This paper deals with these issues by analysing the current treatment applicable to these three
different cases in the 1993 SNA, the 1995 ESA and the BPM5. In reviewing current standards, the
paper recommends excluding holding gains and losses arising from investment funds’
investments from the property income to be attributed to investment funds’ shareholders, which
would be exclusively based on the net operating surplus of investment funds. Should a more
general review of the concept of income be finally deemed necessary, the special case of property
income generated by investment funds and other collective investment schemes could be re-
visited in a broader context beyond the current SNA review process.
The paper makes a number of proposals: recording all property income generated by investment
funds (comprising both distributed dividends and retained earnings) on an accruals basis as if they
were distributed to shareholders under a single (new) property income category with two sub
items:
D.46 Property income attributed to holders of investment funds.

* Problem 1:
In the text on investment fund property income, what does the paper recommend excluding from the property income attributed to investment funds' shareholders?
* Problem 2:
Carry on the text on investment fund property income, picking up right after its final sentence.

* Supplied information:
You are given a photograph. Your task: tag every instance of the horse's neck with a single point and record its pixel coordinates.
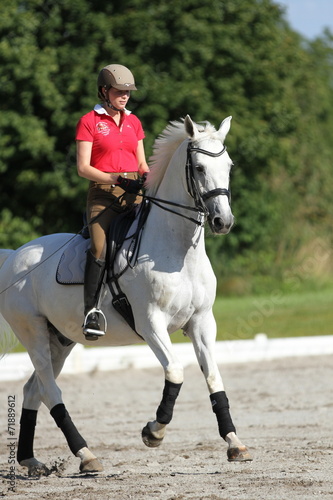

* Written answer 1:
Holding gains and losses arising from investment funds' investments.

* Written answer 2:
D.461 Dividends distributed to investment fund shareholders
D.462 Retained earnings attributed to investment fund shareholders
Some other adjustments would be necessary in D.42 [to be renamed as “Distributed income of
corporations (excluding investment funds)”] and in (A)F5 “Shares and other equity” [to be split
into (A)F5 “Equity” and (A)F6 “Investment fund shares/units”].1
Following these proposals, the property income entries recorded under D.462 should be offset by
financial account entries under F.6.
Finally, with a view to clearly defining the scope of application of the proposed change, it would
be necessary to provide an explicit definition of investment funds. This is outlined in papers on
the classification and terminology of financial assets and liabilities and of financial corporations
to be discussed during the forthcoming fourth AEG meeting in January/February 2006.2
1 The codes used in this note for financial transactions (F) and for financial balance sheet positions (AF) are those as
proposed in the paper on “Classification and terminology of financial assets and liabilities in the updated SNA” to be
presented and discussed during the forthcoming fourth AEG meeting and also used in the table of the annex.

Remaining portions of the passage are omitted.